Text section
We start with a ESP32 based platform as there are many these days. Lets look at two of them:

TTGO

The TTGO T-Camera Plus is a unique ESP32 module featuring a built-in camera and display. It's designed for applications that require direct image capture and display capabilities without the need for external screens or cameras.

  • CPU: Dual-core Tensilica LX6 microprocessor up to 240 MHz
  • Memory: 520 KB SRAM, 4 MB PSRAM
  • Connectivity: Wi-Fi (802.11 b/g/n), Bluetooth (Classic and BLE)
  • Camera: OV2640 camera module, 2 Megapixels
  • Display: 1.3-inch OLED display
  • Extras: Fish-eye lens, optional MPU6050 module for motion sensing

Seeed Studio XIAO

Seeed Studio XIAO ESP32C3 is a mini but powerful module. It's part of the Seeed Studio XIAO series, known for its compact design and reliability in various IoT projects.

Data under study
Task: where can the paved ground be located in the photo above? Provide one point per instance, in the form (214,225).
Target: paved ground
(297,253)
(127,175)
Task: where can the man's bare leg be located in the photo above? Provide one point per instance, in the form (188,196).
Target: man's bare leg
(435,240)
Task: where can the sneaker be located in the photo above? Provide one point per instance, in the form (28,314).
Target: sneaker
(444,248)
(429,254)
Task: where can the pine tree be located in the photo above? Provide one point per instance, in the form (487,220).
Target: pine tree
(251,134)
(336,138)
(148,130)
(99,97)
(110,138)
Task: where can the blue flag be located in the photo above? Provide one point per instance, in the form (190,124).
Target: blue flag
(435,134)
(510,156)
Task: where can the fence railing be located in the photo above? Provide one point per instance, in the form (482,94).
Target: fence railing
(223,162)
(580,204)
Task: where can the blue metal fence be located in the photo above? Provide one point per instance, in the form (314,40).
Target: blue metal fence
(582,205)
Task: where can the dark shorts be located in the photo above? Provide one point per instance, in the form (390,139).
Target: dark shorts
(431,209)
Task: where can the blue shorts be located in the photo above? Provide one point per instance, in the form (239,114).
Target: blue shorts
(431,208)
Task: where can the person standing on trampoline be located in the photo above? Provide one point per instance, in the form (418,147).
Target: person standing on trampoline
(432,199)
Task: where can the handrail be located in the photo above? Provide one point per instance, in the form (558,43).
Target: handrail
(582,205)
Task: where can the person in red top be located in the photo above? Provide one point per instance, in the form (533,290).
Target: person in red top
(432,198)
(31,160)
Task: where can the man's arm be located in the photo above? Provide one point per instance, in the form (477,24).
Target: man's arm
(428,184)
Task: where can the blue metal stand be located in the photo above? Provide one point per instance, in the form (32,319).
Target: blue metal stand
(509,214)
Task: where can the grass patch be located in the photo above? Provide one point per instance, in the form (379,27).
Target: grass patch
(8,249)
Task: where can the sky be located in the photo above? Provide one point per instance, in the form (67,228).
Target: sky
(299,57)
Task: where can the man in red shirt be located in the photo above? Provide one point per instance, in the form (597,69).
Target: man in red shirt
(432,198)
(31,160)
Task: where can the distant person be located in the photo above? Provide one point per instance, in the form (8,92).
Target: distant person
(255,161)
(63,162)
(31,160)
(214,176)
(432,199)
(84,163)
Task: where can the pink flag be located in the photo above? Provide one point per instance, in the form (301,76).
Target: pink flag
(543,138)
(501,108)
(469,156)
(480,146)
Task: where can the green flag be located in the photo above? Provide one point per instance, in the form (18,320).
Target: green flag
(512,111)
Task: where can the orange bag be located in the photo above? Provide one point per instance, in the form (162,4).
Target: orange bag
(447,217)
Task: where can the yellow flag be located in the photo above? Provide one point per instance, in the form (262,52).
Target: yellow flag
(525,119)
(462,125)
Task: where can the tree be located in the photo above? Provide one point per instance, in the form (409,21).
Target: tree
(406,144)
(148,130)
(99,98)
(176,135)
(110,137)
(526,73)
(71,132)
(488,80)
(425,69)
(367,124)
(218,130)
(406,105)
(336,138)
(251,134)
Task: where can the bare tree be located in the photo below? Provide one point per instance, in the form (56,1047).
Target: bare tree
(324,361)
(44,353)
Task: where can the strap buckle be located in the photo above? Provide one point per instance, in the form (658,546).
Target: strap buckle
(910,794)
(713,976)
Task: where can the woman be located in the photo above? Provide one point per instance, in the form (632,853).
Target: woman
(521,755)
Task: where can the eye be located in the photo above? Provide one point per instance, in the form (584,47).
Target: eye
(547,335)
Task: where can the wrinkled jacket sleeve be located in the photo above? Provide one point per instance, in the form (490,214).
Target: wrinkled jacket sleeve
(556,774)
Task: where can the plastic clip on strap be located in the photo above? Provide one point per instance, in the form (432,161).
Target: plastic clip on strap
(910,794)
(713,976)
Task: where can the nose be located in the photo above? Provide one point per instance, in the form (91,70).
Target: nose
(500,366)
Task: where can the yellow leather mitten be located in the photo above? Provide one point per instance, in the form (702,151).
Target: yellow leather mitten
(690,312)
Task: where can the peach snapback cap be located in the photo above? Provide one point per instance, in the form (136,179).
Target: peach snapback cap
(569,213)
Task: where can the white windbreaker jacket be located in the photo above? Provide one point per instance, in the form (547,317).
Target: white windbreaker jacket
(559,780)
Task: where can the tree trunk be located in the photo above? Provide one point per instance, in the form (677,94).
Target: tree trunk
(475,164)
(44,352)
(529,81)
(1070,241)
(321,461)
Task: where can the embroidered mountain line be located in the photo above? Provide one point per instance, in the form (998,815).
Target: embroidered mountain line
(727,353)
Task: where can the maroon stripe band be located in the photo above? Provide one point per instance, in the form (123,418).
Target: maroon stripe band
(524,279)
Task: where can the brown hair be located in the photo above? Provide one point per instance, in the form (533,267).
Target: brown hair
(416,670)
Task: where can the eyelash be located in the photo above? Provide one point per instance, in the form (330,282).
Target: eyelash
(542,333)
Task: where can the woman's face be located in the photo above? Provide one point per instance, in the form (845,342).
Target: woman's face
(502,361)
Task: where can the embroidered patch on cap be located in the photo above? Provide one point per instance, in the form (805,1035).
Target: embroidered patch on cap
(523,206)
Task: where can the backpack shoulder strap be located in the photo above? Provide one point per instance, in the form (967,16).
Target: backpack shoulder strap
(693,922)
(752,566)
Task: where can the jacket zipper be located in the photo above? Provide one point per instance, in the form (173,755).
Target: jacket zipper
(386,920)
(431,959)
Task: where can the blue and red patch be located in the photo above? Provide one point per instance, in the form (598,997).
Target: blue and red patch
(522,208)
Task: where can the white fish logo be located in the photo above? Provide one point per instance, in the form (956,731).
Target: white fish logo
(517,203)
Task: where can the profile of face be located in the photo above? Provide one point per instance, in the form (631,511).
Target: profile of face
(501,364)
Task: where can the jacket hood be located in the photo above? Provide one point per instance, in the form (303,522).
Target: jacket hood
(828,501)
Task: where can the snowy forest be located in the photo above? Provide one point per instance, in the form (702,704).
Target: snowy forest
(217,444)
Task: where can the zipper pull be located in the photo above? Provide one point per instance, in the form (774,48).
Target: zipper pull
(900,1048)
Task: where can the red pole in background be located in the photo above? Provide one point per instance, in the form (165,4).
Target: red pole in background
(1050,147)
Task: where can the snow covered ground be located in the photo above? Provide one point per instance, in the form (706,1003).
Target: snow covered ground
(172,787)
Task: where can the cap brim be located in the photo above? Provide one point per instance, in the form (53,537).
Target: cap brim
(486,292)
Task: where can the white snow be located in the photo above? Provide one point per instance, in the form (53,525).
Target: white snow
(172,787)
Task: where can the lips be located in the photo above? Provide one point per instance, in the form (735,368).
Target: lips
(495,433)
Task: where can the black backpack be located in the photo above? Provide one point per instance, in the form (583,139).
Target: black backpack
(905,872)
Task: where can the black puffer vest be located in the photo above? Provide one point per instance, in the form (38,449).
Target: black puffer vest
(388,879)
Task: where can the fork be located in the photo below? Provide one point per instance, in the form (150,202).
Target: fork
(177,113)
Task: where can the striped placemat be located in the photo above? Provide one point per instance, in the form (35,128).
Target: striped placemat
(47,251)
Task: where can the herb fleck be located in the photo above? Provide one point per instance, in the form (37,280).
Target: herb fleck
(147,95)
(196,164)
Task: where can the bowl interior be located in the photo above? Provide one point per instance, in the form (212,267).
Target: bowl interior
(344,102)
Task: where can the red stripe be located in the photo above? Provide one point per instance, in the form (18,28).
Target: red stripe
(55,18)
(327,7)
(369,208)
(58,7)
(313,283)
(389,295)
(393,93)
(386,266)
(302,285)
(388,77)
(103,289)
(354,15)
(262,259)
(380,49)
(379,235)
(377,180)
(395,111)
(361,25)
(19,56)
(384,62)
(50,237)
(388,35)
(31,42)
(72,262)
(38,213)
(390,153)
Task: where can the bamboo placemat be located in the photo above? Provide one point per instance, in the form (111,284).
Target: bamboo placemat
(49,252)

Activity
Reproduce the ESP32 board overview word for word, from its first line to its last.

Response
We start with a ESP32 based platform as there are many these days. Lets look at two of them:

TTGO

The TTGO T-Camera Plus is a unique ESP32 module featuring a built-in camera and display. It's designed for applications that require direct image capture and display capabilities without the need for external screens or cameras.

  • CPU: Dual-core Tensilica LX6 microprocessor up to 240 MHz
  • Memory: 520 KB SRAM, 4 MB PSRAM
  • Connectivity: Wi-Fi (802.11 b/g/n), Bluetooth (Classic and BLE)
  • Camera: OV2640 camera module, 2 Megapixels
  • Display: 1.3-inch OLED display
  • Extras: Fish-eye lens, optional MPU6050 module for motion sensing

Seeed Studio XIAO

Seeed Studio XIAO ESP32C3 is a mini but powerful module. It's part of the Seeed Studio XIAO series, known for its compact design and reliability in various IoT projects.